Items listed in a dataset
★ ★ ★ ★

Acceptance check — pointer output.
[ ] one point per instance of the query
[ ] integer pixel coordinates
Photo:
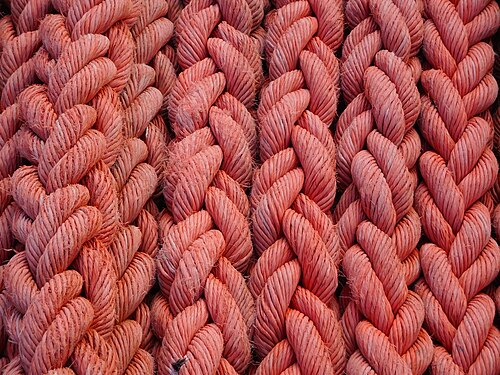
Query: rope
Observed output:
(136, 171)
(19, 41)
(210, 165)
(295, 277)
(377, 152)
(460, 258)
(67, 199)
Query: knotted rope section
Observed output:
(210, 165)
(461, 258)
(67, 199)
(295, 277)
(377, 151)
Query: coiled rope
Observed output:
(461, 258)
(295, 277)
(210, 165)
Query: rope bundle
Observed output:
(168, 187)
(461, 258)
(294, 280)
(210, 165)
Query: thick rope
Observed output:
(297, 326)
(377, 152)
(68, 201)
(140, 164)
(210, 165)
(19, 42)
(460, 258)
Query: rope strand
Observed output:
(460, 258)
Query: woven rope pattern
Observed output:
(297, 328)
(377, 152)
(169, 174)
(461, 258)
(210, 166)
(70, 134)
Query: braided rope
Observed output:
(67, 199)
(377, 152)
(461, 258)
(19, 41)
(294, 280)
(140, 164)
(209, 246)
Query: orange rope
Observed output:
(461, 258)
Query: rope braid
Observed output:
(143, 98)
(295, 277)
(460, 258)
(19, 40)
(67, 198)
(377, 151)
(496, 148)
(210, 162)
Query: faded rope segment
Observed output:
(461, 258)
(377, 151)
(67, 199)
(210, 165)
(297, 326)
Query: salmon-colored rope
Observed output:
(377, 151)
(210, 165)
(67, 199)
(295, 278)
(140, 164)
(461, 258)
(19, 41)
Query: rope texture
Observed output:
(460, 258)
(297, 326)
(210, 165)
(377, 151)
(19, 41)
(67, 198)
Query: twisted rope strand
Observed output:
(73, 216)
(377, 152)
(295, 278)
(210, 165)
(460, 258)
(140, 166)
(19, 42)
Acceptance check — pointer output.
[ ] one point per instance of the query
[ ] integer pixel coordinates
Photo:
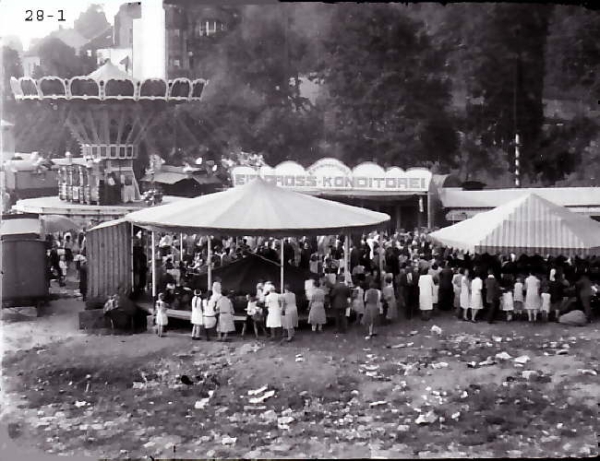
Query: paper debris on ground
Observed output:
(378, 403)
(257, 391)
(587, 372)
(262, 398)
(503, 356)
(427, 418)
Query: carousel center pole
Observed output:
(347, 275)
(153, 265)
(281, 275)
(209, 263)
(180, 246)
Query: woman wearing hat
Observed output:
(197, 315)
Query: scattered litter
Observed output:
(437, 330)
(427, 418)
(487, 362)
(503, 356)
(257, 391)
(262, 398)
(201, 404)
(378, 403)
(285, 420)
(530, 374)
(587, 372)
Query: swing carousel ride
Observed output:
(108, 113)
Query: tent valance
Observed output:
(527, 225)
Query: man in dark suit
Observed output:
(446, 293)
(409, 285)
(492, 296)
(340, 301)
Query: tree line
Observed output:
(445, 87)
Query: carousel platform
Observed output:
(81, 212)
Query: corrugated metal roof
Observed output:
(484, 199)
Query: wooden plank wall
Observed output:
(109, 260)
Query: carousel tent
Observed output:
(258, 208)
(243, 274)
(526, 225)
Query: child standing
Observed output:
(209, 317)
(546, 298)
(289, 311)
(358, 302)
(518, 297)
(508, 303)
(225, 324)
(197, 315)
(316, 314)
(373, 309)
(161, 314)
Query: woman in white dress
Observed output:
(290, 312)
(209, 317)
(316, 314)
(274, 315)
(465, 293)
(225, 324)
(358, 302)
(533, 301)
(456, 285)
(197, 315)
(160, 312)
(426, 287)
(476, 303)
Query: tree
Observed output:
(508, 78)
(91, 22)
(252, 103)
(59, 59)
(387, 97)
(11, 67)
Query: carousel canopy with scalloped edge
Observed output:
(107, 83)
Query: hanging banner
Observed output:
(332, 175)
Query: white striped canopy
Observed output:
(527, 225)
(258, 208)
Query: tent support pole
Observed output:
(209, 263)
(347, 275)
(131, 261)
(282, 263)
(153, 265)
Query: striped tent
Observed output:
(526, 225)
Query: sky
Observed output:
(13, 14)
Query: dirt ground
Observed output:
(408, 393)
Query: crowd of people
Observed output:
(391, 276)
(67, 253)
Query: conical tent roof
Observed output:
(258, 208)
(527, 225)
(108, 71)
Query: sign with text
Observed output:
(333, 175)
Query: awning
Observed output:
(526, 225)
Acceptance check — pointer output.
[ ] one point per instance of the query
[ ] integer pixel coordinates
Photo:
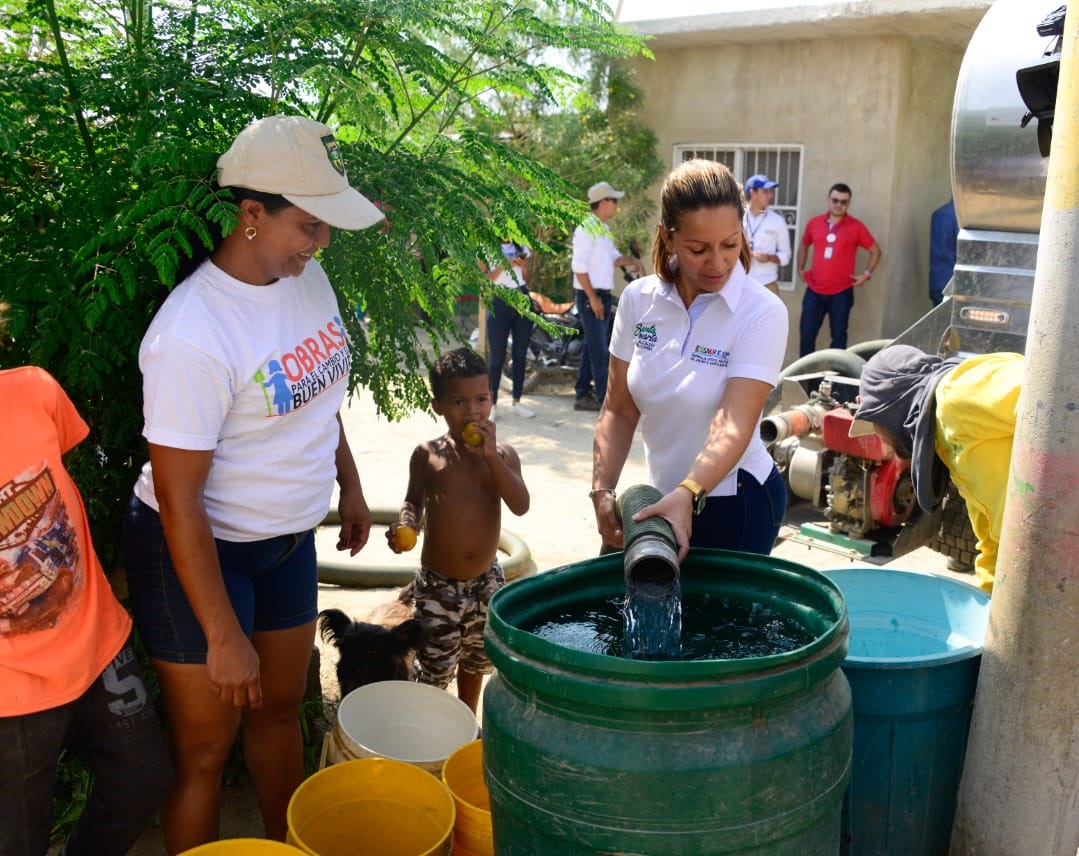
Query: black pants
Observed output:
(112, 727)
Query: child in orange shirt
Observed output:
(69, 675)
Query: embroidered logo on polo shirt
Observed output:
(644, 336)
(710, 356)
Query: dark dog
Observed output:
(373, 652)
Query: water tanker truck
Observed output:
(1001, 132)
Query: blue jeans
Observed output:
(503, 320)
(113, 728)
(748, 521)
(593, 353)
(814, 308)
(272, 584)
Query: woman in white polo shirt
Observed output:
(695, 351)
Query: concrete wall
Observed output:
(874, 112)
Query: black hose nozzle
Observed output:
(651, 553)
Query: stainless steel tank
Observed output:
(998, 181)
(998, 175)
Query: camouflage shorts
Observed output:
(453, 613)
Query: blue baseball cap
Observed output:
(760, 181)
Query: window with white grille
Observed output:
(780, 163)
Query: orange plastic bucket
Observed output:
(372, 805)
(243, 846)
(463, 774)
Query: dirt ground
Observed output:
(555, 448)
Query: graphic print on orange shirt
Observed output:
(39, 553)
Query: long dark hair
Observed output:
(272, 202)
(691, 186)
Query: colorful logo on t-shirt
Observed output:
(299, 376)
(644, 336)
(39, 553)
(710, 356)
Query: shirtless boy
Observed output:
(455, 490)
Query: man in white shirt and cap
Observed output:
(769, 240)
(595, 258)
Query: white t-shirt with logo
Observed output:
(767, 232)
(595, 254)
(510, 276)
(680, 362)
(257, 375)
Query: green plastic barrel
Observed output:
(589, 753)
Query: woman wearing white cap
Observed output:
(245, 367)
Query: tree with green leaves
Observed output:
(111, 119)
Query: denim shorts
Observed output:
(273, 585)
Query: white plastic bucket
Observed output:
(401, 720)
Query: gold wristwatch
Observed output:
(699, 494)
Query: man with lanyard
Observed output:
(595, 258)
(769, 243)
(831, 282)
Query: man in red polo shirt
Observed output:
(831, 281)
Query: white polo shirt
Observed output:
(767, 232)
(595, 254)
(257, 376)
(680, 362)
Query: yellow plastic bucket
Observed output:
(372, 805)
(243, 846)
(463, 775)
(401, 720)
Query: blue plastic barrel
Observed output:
(915, 650)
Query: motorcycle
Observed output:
(557, 356)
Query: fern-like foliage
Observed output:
(112, 116)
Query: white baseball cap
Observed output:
(602, 191)
(298, 159)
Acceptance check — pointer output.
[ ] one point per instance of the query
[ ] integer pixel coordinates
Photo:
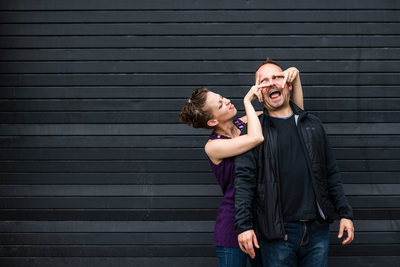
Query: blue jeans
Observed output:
(307, 245)
(235, 257)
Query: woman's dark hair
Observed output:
(193, 112)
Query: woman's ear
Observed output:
(212, 123)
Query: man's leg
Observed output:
(315, 247)
(281, 253)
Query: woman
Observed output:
(206, 109)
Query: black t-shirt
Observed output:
(297, 195)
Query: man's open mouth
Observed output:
(274, 94)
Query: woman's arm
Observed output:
(219, 149)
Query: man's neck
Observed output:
(283, 112)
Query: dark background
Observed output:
(96, 169)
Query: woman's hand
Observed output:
(289, 75)
(254, 93)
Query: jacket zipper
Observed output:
(285, 236)
(320, 211)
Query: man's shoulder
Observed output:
(313, 118)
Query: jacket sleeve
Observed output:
(335, 186)
(245, 183)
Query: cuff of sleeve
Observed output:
(244, 229)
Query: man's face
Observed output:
(274, 96)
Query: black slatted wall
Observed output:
(96, 169)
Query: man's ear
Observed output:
(212, 123)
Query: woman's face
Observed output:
(221, 108)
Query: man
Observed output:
(289, 188)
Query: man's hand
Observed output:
(289, 75)
(246, 240)
(346, 225)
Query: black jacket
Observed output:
(257, 194)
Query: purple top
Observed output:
(225, 234)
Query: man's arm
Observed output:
(245, 183)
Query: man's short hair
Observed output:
(267, 61)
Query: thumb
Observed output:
(255, 241)
(341, 230)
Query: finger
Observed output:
(242, 248)
(250, 249)
(347, 240)
(259, 96)
(284, 81)
(261, 86)
(255, 241)
(341, 230)
(257, 78)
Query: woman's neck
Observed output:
(228, 129)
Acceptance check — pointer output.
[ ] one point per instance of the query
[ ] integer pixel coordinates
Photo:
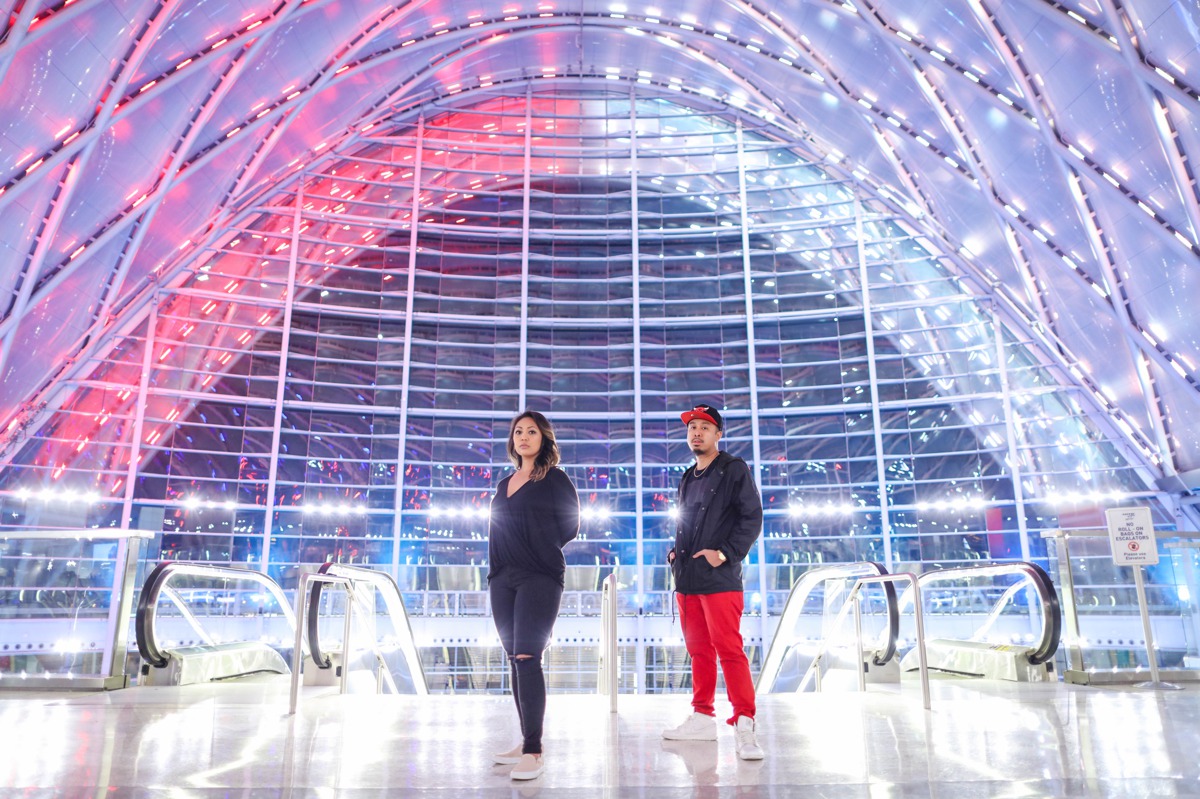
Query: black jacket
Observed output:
(730, 520)
(529, 529)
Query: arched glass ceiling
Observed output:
(1044, 149)
(334, 374)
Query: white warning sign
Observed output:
(1132, 535)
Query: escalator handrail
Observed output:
(389, 589)
(1051, 612)
(144, 622)
(804, 586)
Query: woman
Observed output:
(534, 514)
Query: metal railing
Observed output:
(852, 602)
(1099, 601)
(353, 580)
(795, 607)
(610, 665)
(159, 583)
(1047, 644)
(107, 625)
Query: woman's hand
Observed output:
(714, 557)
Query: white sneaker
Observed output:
(528, 768)
(747, 742)
(510, 757)
(696, 727)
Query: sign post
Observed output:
(1132, 535)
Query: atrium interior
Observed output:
(280, 275)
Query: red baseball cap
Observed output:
(708, 413)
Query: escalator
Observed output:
(996, 622)
(197, 623)
(798, 644)
(385, 649)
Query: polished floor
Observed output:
(237, 739)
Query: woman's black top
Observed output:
(529, 529)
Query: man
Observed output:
(720, 517)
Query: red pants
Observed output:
(712, 630)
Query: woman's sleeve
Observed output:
(567, 508)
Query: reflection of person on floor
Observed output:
(699, 757)
(720, 517)
(535, 512)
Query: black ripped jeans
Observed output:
(525, 605)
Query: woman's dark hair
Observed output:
(547, 456)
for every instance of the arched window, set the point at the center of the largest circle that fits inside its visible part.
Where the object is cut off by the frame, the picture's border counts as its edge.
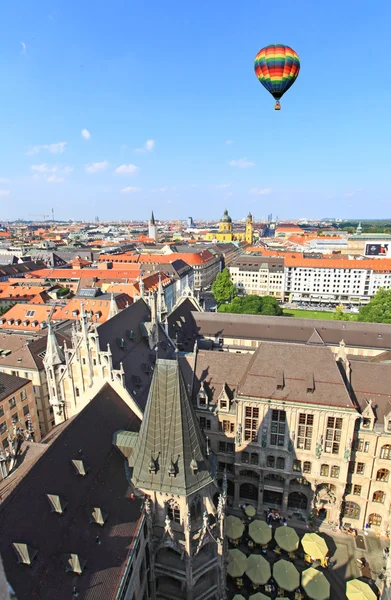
(299, 481)
(324, 470)
(274, 477)
(351, 510)
(173, 511)
(245, 457)
(249, 491)
(254, 458)
(297, 500)
(334, 471)
(382, 475)
(270, 461)
(249, 473)
(196, 508)
(374, 519)
(379, 496)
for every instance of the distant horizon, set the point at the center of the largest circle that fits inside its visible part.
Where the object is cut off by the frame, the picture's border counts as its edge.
(122, 109)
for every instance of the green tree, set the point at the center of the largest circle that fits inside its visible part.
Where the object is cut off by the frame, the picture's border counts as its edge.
(378, 309)
(223, 289)
(339, 315)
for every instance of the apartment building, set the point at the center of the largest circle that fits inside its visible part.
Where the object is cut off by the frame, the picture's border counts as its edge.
(258, 275)
(334, 281)
(17, 410)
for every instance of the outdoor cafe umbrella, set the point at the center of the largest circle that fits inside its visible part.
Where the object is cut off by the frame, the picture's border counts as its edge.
(287, 538)
(250, 511)
(286, 575)
(234, 527)
(260, 532)
(359, 590)
(314, 545)
(237, 563)
(258, 569)
(315, 584)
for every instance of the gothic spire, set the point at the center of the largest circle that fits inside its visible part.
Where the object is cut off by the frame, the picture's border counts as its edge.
(54, 355)
(170, 437)
(113, 310)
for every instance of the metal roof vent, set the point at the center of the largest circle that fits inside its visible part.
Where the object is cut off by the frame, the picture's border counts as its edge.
(57, 504)
(172, 470)
(24, 553)
(152, 466)
(80, 467)
(74, 563)
(98, 516)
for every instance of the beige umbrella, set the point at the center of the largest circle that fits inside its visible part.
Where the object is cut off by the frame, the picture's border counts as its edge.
(258, 569)
(315, 584)
(260, 532)
(250, 511)
(359, 590)
(314, 545)
(286, 575)
(287, 538)
(234, 527)
(237, 563)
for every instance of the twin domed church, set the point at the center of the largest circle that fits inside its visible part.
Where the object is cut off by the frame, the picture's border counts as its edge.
(227, 234)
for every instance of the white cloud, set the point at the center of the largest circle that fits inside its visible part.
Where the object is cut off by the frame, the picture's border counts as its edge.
(260, 191)
(126, 170)
(222, 186)
(57, 148)
(98, 167)
(130, 190)
(147, 147)
(54, 179)
(50, 173)
(242, 163)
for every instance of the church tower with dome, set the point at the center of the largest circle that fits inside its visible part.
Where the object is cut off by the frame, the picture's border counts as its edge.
(225, 225)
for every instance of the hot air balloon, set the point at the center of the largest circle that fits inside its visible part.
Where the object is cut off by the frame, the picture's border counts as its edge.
(277, 67)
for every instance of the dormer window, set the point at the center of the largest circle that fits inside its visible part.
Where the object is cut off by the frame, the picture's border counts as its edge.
(202, 397)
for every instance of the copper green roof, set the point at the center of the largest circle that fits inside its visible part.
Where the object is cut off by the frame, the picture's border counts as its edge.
(170, 453)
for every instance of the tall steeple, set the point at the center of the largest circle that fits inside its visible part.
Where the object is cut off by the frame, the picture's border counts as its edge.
(170, 454)
(113, 310)
(54, 355)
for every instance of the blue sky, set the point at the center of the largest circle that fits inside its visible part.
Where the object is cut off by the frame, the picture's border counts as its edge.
(175, 118)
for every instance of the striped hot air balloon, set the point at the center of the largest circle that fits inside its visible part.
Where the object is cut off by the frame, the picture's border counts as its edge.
(277, 67)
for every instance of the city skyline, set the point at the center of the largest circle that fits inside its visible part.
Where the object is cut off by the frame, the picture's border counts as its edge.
(119, 112)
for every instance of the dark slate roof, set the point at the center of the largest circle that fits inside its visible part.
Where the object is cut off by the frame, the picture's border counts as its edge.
(26, 517)
(214, 370)
(10, 384)
(372, 382)
(181, 324)
(290, 329)
(137, 357)
(297, 366)
(170, 436)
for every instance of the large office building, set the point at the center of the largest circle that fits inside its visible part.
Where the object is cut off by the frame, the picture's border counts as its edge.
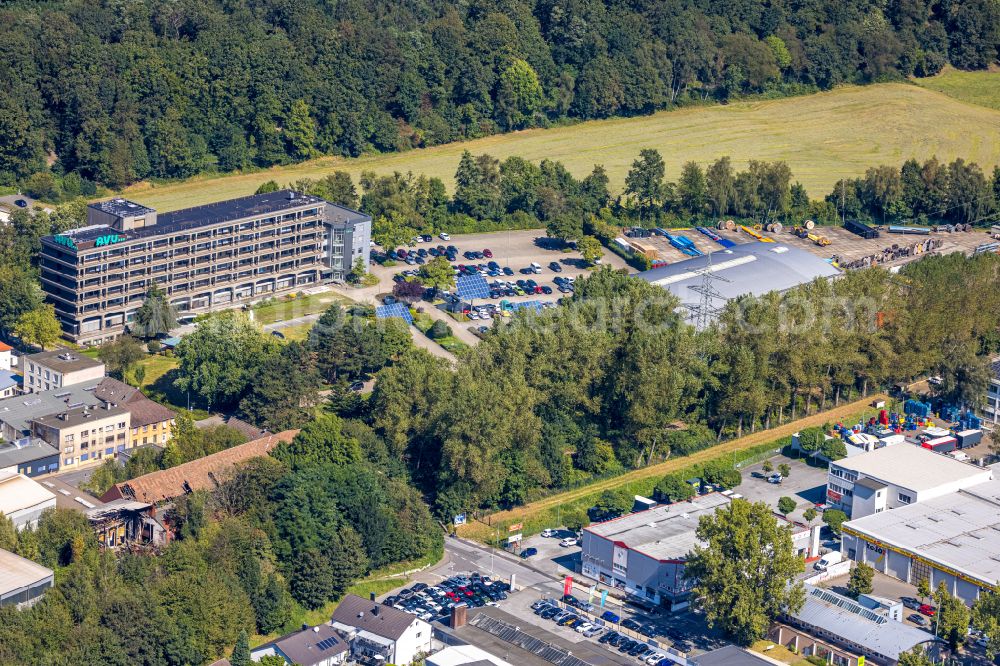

★ ★ ★ ★

Your goal
Starting at the line that has "for every instance of the striped" and continuing through the last of the rows, write those lines out again with "frame" swapped for "image boundary" and nothing else changed. Leave the pictures out of your answer.

Completed task
for every instance of the striped hot air balloon, set the point at the center of the largest circle that fits inside its visible part.
Where the object is cut off by the image boundary, the picture's border counts as its edge.
(277, 67)
for every instance of the city skyline, set the point at the center of the largest circle that fits inside its visible part.
Where the object is cut off by the image boundary, the picture's border counts as its edge.
(119, 112)
for every instance of the dark slate roof, set the point at the center of the largest circle that fits inside its visible part.
Where the object is cut off by the image boundary, the picture's border counts as its edge.
(26, 517)
(214, 370)
(10, 384)
(372, 382)
(181, 324)
(290, 329)
(137, 357)
(297, 366)
(170, 436)
for every instance of the large office building, set the point at the center of the largest circle that fits inside its visible part.
Where the object is cut off by the image boundary, the picture's border counts as its edge.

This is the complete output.